- _What is expected_
Your task is to retype each line of the data below exactly.

(Collected data entries)
══════════
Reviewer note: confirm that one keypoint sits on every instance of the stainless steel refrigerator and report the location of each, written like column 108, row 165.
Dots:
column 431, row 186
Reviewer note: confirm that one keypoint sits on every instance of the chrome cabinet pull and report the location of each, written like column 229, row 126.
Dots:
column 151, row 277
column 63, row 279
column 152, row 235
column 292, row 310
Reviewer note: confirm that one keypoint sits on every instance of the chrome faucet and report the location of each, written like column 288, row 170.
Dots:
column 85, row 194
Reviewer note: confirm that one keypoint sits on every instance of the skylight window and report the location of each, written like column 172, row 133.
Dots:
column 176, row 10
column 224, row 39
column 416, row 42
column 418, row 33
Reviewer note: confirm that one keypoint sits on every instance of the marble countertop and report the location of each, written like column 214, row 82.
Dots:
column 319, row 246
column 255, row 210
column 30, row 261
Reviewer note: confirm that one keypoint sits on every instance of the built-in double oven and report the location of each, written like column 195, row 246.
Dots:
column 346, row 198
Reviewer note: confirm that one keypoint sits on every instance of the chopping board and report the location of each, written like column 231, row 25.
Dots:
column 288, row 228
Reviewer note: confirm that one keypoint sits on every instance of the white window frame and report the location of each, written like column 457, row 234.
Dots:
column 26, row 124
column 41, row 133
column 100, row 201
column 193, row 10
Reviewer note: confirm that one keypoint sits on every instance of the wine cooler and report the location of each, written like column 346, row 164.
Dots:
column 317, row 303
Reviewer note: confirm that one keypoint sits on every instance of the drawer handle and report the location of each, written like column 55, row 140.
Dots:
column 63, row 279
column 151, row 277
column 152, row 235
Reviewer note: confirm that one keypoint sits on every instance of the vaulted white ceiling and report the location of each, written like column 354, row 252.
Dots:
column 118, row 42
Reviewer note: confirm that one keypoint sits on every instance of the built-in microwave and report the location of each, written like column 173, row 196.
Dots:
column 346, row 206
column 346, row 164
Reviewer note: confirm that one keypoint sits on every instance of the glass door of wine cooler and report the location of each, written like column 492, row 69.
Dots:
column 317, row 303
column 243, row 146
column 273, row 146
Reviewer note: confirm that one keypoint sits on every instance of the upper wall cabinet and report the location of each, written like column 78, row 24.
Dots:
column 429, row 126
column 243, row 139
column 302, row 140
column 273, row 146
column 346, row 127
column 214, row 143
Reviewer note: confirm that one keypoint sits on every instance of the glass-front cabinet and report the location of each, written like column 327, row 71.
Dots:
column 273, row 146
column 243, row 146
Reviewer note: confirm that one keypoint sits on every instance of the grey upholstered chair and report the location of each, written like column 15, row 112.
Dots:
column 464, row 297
══════════
- _Answer below_
Reviewer note: confirm that one keypoint sits on every instance of the stainless steel refrigerator and report the location of each, written like column 108, row 165.
Dots:
column 431, row 186
Reviewer note: confirm that one keypoint sits on every instance of the chrome cabinet pull and report the location of each, written like column 229, row 126.
Dots:
column 151, row 277
column 63, row 279
column 152, row 235
column 292, row 310
Reviewer note: confirm that one keypoint sits on every instance of the chrome faucet and report the location of each, written like column 288, row 170.
Dots:
column 85, row 194
Reviewer note: confirm that one keypoint sits on every instance of the skylight window and report the location of each, written like column 172, row 133.
Dots:
column 176, row 10
column 224, row 39
column 416, row 42
column 418, row 33
Reviewer note: confirm that one keypoint sits on every instance of the marble countertop and report the location of each, written like column 214, row 82.
Dots:
column 319, row 246
column 255, row 210
column 30, row 261
Reviewer note: confirm that one keypoint sits on every instance of the built-in double oven and report the location of each, written like column 195, row 246.
Dots:
column 346, row 198
Reviewer note: confirm that one keypoint sits on every instance of the chopping board and report the location of each, written like column 231, row 25.
Dots:
column 288, row 228
Reviewer note: confirm that one keypoint sits on every instance of the white window frame and report the location of each, written like column 457, row 234.
Dots:
column 26, row 124
column 41, row 133
column 100, row 201
column 193, row 10
Reviewer note: confirm that one keypoint sits on every instance of the wine cooler and report the location of each, written like column 346, row 164.
Dots:
column 317, row 303
Reviewer note: confirm that one keypoint sits on every instance of the drawer handle and report the location of each, written like column 55, row 140.
Dots:
column 63, row 279
column 151, row 277
column 152, row 235
Reviewer note: confirm that one keypoint sits on every instance of the vaulted white ceiling and report the location of each, written like column 354, row 252.
Dots:
column 118, row 42
Reviewer note: confirm that one keypoint sits on every instance of the built-in microwave and report the location of each, written like column 173, row 196.
Dots:
column 346, row 206
column 346, row 164
Reviewer note: confirm that one keypoint sits on every instance of the glass door of wine cooler and report the location of each, written like column 492, row 69.
Dots:
column 317, row 303
column 243, row 146
column 273, row 146
Reviewer note: confirm that one keypoint sits on every instance of the upper wall cabinet and report the location of each, written like column 78, row 24.
Dots:
column 429, row 126
column 243, row 139
column 302, row 140
column 273, row 146
column 346, row 127
column 214, row 143
Reviewer note: confirm that one keypoint sits on every instance of the glass-front cabinet and report the location of each, written like column 327, row 71.
Dots:
column 273, row 146
column 243, row 146
Reviewer note: confirm that one keypoint sits on every instance of the grey upholstered chair and report the location of each, written like column 15, row 112.
Dots:
column 464, row 297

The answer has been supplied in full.